Exercise task >> Copy the listing below word for word, but leave out the pictures.

[A block of data]
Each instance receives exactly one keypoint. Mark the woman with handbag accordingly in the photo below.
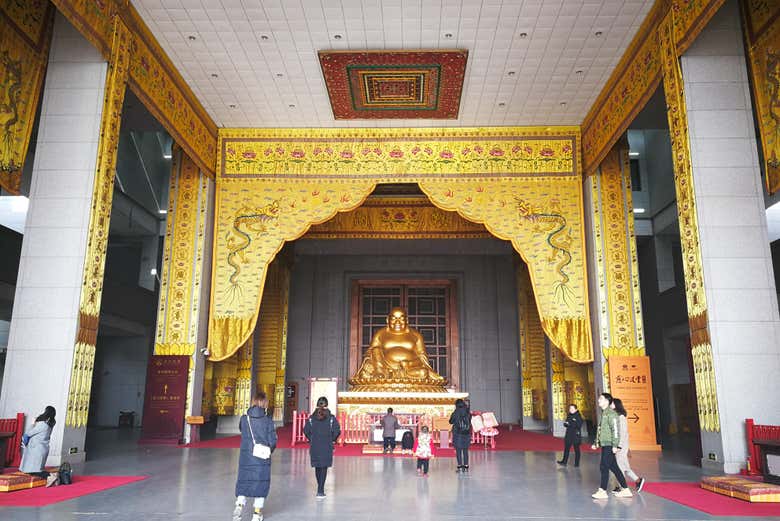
(258, 441)
(573, 437)
(35, 446)
(322, 429)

Full solution >>
Each instance receives exactly one keypoint. Mark the woman with handbag accordingly in the photo below.
(258, 441)
(573, 437)
(35, 446)
(322, 429)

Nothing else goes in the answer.